**Brief 1**.
Using the Ukraine war text, answer the following:
(a) According to the image caption, where is Engels Air Base?
(b) How many airbases does Moscow say Ukrainian drones struck?
(c) What phrase appears in quotation marks to describe the invasion launched in February?
**Brief 2**. Repeat a passage of the Ukraine war text word for word, starting with "Moscow’s accusation that Ukrainian" and going on through "on its can.".

**Page text**.
Live updates: Russia’s war in Ukraine
Live updates: Russia’s war in Ukraine


A satellite image shows bomber aircraft at Engels Air Base in Saratov, Russia, on December 4.
A satellite image shows bomber aircraft at Engels Air Base in Saratov, Russia, on December 4. (Maxar Technologies/Reuters)

Moscow’s accusation that Ukrainian drones struck two airbases deep inside Russia has once again raised the febrile question of escalation nine months into the war.

The strikes are an extraordinary breach of Russia’s assumptions that it can protect its deep interior, from which safe harbors its strategic bombers have caused carnage across Ukraine with relative impunity.

These are airbases very far inside Russia, and whatever the truth of the strikes – whether they represent a new long-distance drone capability Ukraine has advertised, or there’s another explanation – this is just not something that was meant to happen when Russian President Vladimir Putin launched his “10-day invasion” in February. Week by week, there are yet more signs that Moscow’s military machine cannot do what it says on its can.

**Exercise data**.
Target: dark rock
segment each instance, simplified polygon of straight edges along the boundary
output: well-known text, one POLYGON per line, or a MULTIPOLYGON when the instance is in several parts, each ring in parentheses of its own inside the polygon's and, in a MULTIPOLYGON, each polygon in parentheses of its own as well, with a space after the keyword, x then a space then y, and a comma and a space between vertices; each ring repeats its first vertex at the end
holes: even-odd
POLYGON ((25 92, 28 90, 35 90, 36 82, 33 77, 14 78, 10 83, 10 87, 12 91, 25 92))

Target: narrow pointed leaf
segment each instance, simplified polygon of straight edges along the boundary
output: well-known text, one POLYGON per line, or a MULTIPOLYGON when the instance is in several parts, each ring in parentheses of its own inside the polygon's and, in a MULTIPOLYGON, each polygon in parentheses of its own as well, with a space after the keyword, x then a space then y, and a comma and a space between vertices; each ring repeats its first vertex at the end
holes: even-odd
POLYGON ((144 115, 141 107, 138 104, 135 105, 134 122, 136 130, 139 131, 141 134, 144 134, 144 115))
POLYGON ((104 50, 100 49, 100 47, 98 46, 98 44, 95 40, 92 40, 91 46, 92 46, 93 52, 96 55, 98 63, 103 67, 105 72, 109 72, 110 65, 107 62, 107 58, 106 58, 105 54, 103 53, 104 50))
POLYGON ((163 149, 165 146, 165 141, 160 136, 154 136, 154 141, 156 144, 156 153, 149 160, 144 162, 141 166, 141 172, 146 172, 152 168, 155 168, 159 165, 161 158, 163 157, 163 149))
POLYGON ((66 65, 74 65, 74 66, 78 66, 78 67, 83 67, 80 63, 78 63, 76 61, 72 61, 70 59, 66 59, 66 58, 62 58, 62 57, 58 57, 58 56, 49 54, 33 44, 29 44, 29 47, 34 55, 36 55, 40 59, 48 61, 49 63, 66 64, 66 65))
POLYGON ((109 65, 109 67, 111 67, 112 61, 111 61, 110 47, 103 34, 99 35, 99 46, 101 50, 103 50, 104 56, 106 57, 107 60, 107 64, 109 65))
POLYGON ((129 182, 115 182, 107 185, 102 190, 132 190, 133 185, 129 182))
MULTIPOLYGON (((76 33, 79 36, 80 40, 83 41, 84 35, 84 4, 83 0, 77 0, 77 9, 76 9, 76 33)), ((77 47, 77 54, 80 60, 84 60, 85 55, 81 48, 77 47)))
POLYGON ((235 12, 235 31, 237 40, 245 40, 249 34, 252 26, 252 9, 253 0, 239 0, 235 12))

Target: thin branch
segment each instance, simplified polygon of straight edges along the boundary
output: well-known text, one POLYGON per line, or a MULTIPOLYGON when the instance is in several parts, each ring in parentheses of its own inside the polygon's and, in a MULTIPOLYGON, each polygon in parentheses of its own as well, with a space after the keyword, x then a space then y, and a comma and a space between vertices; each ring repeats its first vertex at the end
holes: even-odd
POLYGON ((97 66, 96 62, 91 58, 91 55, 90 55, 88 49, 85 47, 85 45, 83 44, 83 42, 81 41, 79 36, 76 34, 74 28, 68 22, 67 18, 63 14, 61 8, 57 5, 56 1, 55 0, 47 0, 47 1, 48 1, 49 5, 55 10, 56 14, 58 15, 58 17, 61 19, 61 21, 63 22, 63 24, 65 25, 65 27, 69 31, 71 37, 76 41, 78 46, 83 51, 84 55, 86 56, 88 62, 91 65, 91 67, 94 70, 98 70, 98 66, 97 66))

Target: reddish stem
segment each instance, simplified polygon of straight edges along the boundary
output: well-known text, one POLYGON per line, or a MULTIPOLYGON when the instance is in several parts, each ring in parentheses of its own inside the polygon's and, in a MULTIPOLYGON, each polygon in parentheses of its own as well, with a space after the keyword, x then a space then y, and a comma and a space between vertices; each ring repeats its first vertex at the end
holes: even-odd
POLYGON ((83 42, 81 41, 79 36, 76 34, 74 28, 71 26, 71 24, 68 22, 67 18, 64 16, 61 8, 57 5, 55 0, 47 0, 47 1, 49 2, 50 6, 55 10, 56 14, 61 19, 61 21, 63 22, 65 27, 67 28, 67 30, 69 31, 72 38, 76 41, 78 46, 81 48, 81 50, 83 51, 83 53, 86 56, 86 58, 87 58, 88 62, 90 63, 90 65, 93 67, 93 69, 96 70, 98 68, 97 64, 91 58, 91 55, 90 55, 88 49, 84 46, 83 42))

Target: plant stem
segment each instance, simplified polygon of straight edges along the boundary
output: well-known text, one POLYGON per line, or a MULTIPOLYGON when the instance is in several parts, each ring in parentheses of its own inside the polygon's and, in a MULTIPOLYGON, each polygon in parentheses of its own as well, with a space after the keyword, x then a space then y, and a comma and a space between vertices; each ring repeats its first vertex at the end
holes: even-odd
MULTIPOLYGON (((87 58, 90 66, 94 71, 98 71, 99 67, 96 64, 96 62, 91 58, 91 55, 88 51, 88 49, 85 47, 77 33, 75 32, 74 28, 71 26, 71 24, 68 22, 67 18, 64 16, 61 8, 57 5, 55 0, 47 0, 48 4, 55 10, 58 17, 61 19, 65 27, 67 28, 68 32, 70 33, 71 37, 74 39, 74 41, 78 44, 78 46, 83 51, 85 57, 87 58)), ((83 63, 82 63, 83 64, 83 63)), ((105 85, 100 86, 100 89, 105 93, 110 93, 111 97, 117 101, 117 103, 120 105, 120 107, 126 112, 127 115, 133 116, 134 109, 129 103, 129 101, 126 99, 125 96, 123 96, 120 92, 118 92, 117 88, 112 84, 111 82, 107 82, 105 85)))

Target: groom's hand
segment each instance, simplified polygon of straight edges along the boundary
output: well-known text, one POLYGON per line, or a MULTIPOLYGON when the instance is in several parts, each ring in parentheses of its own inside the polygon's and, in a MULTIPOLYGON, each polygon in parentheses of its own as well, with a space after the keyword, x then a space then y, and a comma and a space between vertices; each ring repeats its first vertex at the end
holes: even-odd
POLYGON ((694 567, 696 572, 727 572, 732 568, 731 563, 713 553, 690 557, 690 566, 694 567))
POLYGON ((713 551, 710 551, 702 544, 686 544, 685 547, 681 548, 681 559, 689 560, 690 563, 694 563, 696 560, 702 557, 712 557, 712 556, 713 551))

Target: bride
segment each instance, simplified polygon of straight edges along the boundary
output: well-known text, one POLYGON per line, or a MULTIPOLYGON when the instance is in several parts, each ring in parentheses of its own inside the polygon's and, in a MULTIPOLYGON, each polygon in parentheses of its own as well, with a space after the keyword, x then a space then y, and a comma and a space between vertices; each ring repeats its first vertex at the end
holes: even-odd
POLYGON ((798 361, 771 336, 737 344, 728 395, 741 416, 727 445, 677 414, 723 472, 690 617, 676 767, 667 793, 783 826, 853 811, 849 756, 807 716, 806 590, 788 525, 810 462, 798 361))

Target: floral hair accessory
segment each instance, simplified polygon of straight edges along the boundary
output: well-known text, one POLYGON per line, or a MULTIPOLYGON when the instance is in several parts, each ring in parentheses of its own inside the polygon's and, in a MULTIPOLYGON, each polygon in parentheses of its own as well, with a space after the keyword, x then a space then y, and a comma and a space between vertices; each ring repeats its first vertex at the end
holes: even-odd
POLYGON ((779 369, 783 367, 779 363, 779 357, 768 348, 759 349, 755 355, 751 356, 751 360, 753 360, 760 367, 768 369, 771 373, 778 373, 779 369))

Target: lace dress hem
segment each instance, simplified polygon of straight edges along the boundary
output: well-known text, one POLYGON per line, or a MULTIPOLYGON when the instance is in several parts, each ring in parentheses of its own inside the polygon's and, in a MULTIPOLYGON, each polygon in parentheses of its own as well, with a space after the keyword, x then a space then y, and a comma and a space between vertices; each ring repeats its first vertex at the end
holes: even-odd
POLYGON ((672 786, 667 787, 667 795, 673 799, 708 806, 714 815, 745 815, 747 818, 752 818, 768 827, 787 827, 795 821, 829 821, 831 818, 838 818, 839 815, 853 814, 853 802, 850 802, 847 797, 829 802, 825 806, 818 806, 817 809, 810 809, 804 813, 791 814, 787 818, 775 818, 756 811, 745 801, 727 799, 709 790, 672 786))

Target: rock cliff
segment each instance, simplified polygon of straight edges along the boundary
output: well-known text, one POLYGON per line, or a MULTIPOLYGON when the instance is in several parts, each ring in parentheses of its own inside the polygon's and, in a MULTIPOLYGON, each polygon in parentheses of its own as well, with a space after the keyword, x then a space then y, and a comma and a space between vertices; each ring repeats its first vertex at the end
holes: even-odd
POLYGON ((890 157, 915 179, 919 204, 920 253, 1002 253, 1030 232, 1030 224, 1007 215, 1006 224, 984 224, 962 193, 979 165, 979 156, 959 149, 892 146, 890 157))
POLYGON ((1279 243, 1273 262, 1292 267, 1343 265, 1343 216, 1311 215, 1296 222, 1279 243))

**Exercise answer 1**.
(a) Saratov, Russia.
(b) Two.
(c) "10-day invasion"

**Exercise answer 2**.
Moscow’s accusation that Ukrainian drones struck two airbases deep inside Russia has once again raised the febrile question of escalation nine months into the war.

The strikes are an extraordinary breach of Russia’s assumptions that it can protect its deep interior, from which safe harbors its strategic bombers have caused carnage across Ukraine with relative impunity.

These are airbases very far inside Russia, and whatever the truth of the strikes – whether they represent a new long-distance drone capability Ukraine has advertised, or there’s another explanation – this is just not something that was meant to happen when Russian President Vladimir Putin launched his “10-day invasion” in February. Week by week, there are yet more signs that Moscow’s military machine cannot do what it says on its can.